→ **PASSAGE DU TEXTE**
= = =
Tatiana Julien et Pedro Garcia-Velasquez présenteront pour la première fois la version live d'Initio du 29 novembre au 2 décembre à Chaillot-Théâtre national de la Danse.

L’opéra chorégraphique serait-il un genre qui a le vent en poupe ? On peut en ce moment, à Paris, étudier comment Anne Teresa de Keersmaeker met en scène Cosi fan tutte de Mozart avec les danseurs de Rosas, comme s’il s’agissait d’une pièce de danse contemporaine. En même temps, Tatiana Julien et Pedro Garcia-Velasquez ont conçu Initio, opéra de chambre chorégraphique, imaginé dès le départ dans l’idée d’une fusion totale entre chant et chorégraphie. La chorégraphe et le compositeur co-signent une œuvre dont ils assument conjointement la direction artistique, comme à l’époque Stravinski-Nijinski-Bakst. Mais ici, pas de décors peints. Juste des panneaux métalliques qui encadrent l’espace, et font office d’instruments à percussion, pour répondre depuis le plateau aux instruments enregistrés : Clarinette, saxo, violoncelle, violon, contrebasse et synthétiseur.
= = =
→ **LISTE DES DONNÉES**
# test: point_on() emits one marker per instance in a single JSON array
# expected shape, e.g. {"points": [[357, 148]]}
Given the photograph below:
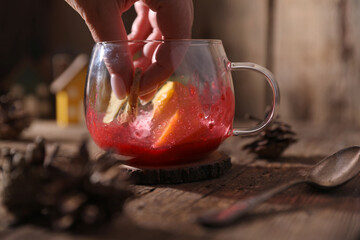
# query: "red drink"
{"points": [[189, 125]]}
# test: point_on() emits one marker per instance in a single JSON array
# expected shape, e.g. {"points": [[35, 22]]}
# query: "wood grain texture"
{"points": [[317, 59]]}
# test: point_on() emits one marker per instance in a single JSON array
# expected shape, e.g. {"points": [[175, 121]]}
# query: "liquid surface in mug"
{"points": [[177, 126]]}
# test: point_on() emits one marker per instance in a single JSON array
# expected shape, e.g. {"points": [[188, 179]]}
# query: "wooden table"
{"points": [[170, 211]]}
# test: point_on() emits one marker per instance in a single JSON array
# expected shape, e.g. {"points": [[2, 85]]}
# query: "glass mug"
{"points": [[187, 113]]}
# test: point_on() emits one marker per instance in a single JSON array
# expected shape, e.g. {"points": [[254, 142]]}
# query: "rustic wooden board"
{"points": [[301, 212], [212, 166]]}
= = =
→ **CONSIGNE ÉCRITE**
Dites si chacune des affirmations suivantes concorde avec le texte sur Initio, en répondant par oui ou non et en citant mot pour mot les termes décisifs du texte. (a) Initio sera joué à Chaillot du 29 novembre au 2 décembre. (b) La scénographie d'Initio repose sur des décors peints. (c) Les panneaux métalliques servent aussi d'instruments à percussion. Fondez-vous uniquement sur le texte sur Initio.

→ **RÉPONSE COMPLÈTE**
(a) Oui : « du 29 novembre au 2 décembre à Chaillot-Théâtre national de la Danse »
(b) Non : « Mais ici, pas de décors peints. »
(c) Oui : « font office d’instruments à percussion »